[Activity list]:
1. In the list of dated events below, what nickname was given to the skeletal remains found in Ethiopia in 1974?
2. Please say whether each statement agrees with the list of dated events below, answering yes or no and quoting the words that decide it: (a) Mississippi was the first Southern state to enact the Black Codes. (b) The Supreme Court was divided in Edwards v. California. (c) The fate of the hijacker known as D.B. Cooper has been established.

[Extract to read]:
In 1865: Mississippi became the first Southern state to enact laws which came to be known as “Black Codes” aimed at limiting the rights of newly freed Blacks; other states of the former Confederacy soon followed.
In 1941: The U.S. Supreme Court, in Edwards v. California, unanimously struck down a California law prohibiting people from bringing impoverished non-residents into the state.
In 1947: A group of writers, producers and directors that became known as the “Hollywood Ten” was cited for contempt of Congress for refusing to answer questions about alleged Communist influence in the movie industry. John Steinbeck’s novel “The Pearl” was first published.
In 1971: A hijacker calling himself “Dan Cooper” (but who became popularly known as “D.B. Cooper”) parachuted from a Northwest Orient Airlines 727 over the Pacific Northwest after receiving $200,000 in ransom; his fate remains unknown.
In 1974: The bone fragments of a 3.2 million-year-old hominid were discovered by scientists in Ethiopia; the skeletal remains were nicknamed “Lucy.”

[Records shown]:

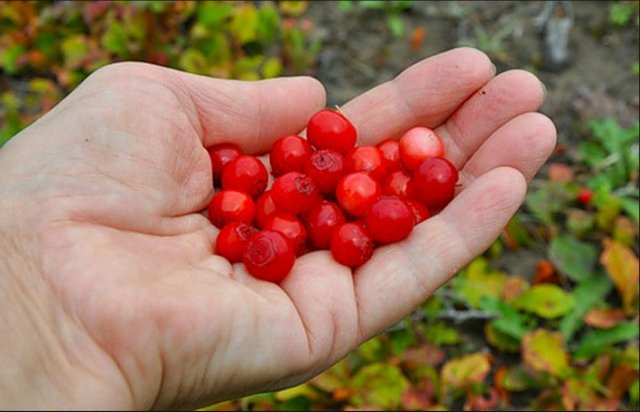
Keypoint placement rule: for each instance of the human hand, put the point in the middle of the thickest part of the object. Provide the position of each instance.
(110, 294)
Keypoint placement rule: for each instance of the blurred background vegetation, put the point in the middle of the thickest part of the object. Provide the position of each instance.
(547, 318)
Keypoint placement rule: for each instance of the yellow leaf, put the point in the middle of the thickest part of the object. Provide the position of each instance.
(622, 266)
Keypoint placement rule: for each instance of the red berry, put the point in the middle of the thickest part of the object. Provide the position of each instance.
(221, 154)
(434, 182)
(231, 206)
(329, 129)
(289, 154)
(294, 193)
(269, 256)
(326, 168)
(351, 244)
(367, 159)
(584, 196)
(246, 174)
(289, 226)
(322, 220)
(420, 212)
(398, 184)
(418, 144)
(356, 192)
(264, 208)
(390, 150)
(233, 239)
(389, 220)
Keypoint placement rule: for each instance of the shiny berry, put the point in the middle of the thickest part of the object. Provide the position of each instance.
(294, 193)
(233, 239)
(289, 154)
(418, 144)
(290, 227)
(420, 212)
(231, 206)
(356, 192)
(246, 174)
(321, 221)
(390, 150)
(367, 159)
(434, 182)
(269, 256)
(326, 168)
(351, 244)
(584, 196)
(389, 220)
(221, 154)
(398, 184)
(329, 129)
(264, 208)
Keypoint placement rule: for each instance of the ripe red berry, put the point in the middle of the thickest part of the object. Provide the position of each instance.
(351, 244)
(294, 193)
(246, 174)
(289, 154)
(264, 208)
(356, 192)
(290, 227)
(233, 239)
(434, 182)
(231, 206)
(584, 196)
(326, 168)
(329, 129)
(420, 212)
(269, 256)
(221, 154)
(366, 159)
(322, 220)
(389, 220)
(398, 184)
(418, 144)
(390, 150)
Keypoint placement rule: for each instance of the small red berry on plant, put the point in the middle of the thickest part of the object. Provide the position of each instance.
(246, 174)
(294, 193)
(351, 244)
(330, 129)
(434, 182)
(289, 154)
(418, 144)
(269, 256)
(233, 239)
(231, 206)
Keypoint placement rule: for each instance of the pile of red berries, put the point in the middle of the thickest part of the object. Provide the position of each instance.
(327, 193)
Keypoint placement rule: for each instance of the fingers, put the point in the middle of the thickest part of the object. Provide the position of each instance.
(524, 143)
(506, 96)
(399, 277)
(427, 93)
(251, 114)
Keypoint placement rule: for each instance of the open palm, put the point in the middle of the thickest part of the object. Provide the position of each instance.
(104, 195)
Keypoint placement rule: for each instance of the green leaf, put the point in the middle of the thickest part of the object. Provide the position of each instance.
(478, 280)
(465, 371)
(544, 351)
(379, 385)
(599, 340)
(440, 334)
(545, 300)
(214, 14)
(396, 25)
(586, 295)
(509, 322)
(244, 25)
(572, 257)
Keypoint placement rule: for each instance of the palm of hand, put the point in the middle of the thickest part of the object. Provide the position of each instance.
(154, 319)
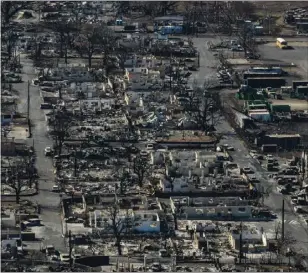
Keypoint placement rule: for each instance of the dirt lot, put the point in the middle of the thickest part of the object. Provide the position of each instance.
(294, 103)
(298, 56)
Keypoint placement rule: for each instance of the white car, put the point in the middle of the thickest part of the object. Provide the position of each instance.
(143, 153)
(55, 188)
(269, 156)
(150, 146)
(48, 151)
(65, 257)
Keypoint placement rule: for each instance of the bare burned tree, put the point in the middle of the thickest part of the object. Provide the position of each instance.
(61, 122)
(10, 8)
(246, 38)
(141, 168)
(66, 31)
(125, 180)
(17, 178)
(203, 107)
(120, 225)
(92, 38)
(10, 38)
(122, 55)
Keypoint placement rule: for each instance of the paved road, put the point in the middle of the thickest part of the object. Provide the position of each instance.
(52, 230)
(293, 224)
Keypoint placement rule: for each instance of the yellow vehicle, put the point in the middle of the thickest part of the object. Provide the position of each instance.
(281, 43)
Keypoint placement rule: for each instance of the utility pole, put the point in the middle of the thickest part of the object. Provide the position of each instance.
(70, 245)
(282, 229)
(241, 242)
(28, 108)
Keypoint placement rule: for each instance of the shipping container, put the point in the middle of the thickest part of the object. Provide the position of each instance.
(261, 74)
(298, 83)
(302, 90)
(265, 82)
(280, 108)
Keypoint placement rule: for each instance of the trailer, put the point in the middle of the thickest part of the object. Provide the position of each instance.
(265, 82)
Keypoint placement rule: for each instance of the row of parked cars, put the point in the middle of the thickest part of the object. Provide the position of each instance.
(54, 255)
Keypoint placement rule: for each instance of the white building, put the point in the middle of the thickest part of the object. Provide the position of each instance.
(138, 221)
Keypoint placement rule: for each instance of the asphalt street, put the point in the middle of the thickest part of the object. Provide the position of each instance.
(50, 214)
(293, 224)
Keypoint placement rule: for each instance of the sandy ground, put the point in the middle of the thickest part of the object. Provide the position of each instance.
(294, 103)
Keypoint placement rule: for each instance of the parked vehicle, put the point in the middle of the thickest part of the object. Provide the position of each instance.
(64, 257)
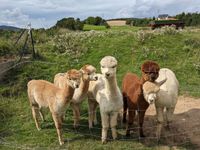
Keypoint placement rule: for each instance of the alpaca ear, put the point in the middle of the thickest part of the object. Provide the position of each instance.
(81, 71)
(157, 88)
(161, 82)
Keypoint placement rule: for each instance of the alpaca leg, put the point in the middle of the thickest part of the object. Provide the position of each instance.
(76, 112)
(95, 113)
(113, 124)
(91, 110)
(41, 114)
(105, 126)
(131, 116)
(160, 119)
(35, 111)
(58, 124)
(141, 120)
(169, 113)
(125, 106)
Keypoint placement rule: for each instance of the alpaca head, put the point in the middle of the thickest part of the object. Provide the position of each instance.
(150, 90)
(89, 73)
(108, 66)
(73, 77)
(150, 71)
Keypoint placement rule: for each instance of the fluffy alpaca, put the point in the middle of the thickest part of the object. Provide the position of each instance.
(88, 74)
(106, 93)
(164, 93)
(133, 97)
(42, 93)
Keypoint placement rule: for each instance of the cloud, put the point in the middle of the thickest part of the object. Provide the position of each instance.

[Activity answers]:
1. “Lucy.”

2.
(a) Yes: "Mississippi became the first Southern state to enact laws which came to be known as “Black Codes”"
(b) No: "unanimously struck down a California law"
(c) No: "his fate remains unknown"